Фрагмент страницы ::
┄┄┄┄┄┄
Читаем Жизнь и судьба: Воспоминания полностью

К нашему удивлению (моему и Миночки) мы сами стали действующими лицами развернутой перед нами книги жизни, не придуманной, а самой настоящей. Мы — две сиротки — живем дружно. Я почти на десять лет старше и маленькой сестренке пытаюсь в какой-то мере заменить мать, хотя бы лаской, приветом, словом, а то и прижать к сердцу покрепче это хрупкое существо, уже знакомое с горем. Мне кажется, что нанесенный в раннем детстве удар оставил свой след на всей дальнейшей жизни моей сестры. Очень нежная и ласковая, она так тянулась к утерянной когда-то материнской заботе и любви.

Сохранилась фотография тех давних лет. Мы обе в нашем сказочном садике. Я сижу, а малышка в белом платьице прильнула ко мне. Да, платьице. Девочка приехала в шубке — зима, январь, и в единственном платье — больше ничего. Но тетка наша очень просто справляется с проблемами одежды. Добрая старушка, Наталья Ивановна, чей муж разводит пчел в нашем садике, квартирантка Семеновых (ох уж эти квартиранты, с которых Елена Петровна получает пять рублей в месяц!), быстро справляется с делом. Взят кусок материи, как всегда неопределенного сероватого цвета. Его складывают, вырезают отверстие для головы, зашивают по бокам, оставляя место для рукавов (слишком сложно шить рукава). Затем под этот балахон надевают какую-то примитивную старую кофту с рукавами — и наряд готов.

Моя сестра вспоминает, как ее, восьмилетнюю, отправили в школу (я была в это время в Москве). Тетка нашла в мамином сундуке (вот уж поистине какой-то волшебный, неисчерпаемый клад, кто только им не пользовался) детскую матроску[138], ту, что носил маленький Махачик (заветное мамино сокровище, память о любимом сынишке), и в этой матроске посадили ее за парту. Но рукава матроски были совсем коротки. И что вы думаете, кто вышел из положения? Нет, совсем не тетка, а сам бедный ребенок. Девочка нашла старые свои детские чулки в рубчик, отрезала пятки и нацепила на руки. Так и ходила в школу. Тетке было все равно, она, занятая педагогическими проблемами (орден Ленина на груди), изданием учебника по русскому языку для младших классов, общественной работой и заботой о голодающих и голопузых африканцах, даже и не заметила изобретательности своей племянницы. Но, подумала я, ведь в средние века платья обычно шили без рукавов. Рукава, самые разнообразные, привязывались отдельно, их можно было менять как угодно — достаточно посмотреть на средневековых красавиц и их наряды. Чем хуже маленькая сообразительная школьница?
┄┄┄┄┄┄
Фрагмент данных ::
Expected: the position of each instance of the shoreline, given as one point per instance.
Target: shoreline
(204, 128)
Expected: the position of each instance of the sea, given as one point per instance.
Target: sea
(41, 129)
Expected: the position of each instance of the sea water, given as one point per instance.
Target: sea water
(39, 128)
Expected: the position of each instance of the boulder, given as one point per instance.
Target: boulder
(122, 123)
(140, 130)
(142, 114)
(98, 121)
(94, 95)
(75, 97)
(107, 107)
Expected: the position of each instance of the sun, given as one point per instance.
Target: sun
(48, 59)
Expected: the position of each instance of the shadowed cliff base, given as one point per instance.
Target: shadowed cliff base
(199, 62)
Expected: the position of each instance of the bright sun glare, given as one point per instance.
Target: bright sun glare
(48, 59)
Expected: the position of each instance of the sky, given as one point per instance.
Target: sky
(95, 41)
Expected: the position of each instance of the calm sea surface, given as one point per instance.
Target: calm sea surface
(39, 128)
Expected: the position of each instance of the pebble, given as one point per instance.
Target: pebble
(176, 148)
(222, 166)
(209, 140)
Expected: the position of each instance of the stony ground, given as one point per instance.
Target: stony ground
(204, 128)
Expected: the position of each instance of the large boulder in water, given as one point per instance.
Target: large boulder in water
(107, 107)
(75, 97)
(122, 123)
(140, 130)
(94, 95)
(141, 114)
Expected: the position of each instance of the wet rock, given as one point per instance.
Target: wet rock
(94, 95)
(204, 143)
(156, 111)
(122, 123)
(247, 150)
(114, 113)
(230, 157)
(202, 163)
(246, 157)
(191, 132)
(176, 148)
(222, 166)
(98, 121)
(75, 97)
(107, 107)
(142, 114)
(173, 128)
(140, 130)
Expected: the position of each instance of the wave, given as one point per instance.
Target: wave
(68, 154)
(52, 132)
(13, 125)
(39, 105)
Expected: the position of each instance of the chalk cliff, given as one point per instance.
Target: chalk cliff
┄┄┄┄┄┄
Задание 1 :: Выведите из воспоминаний отрывок от слов «Читаем Жизнь и» до слов «заботе и любви.» включительно.
Задание 2 :: Назовите все имена и фамилии людей, которые упоминаются в воспоминаниях.

Ответ 1 ::
Читаем Жизнь и судьба: Воспоминания полностью

К нашему удивлению (моему и Миночки) мы сами стали действующими лицами развернутой перед нами книги жизни, не придуманной, а самой настоящей. Мы — две сиротки — живем дружно. Я почти на десять лет старше и маленькой сестренке пытаюсь в какой-то мере заменить мать, хотя бы лаской, приветом, словом, а то и прижать к сердцу покрепче это хрупкое существо, уже знакомое с горем. Мне кажется, что нанесенный в раннем детстве удар оставил свой след на всей дальнейшей жизни моей сестры. Очень нежная и ласковая, она так тянулась к утерянной когда-то материнской заботе и любви.

Ответ 2 :: Миночка, Наталья Ивановна, Семеновы, Елена Петровна, Махачик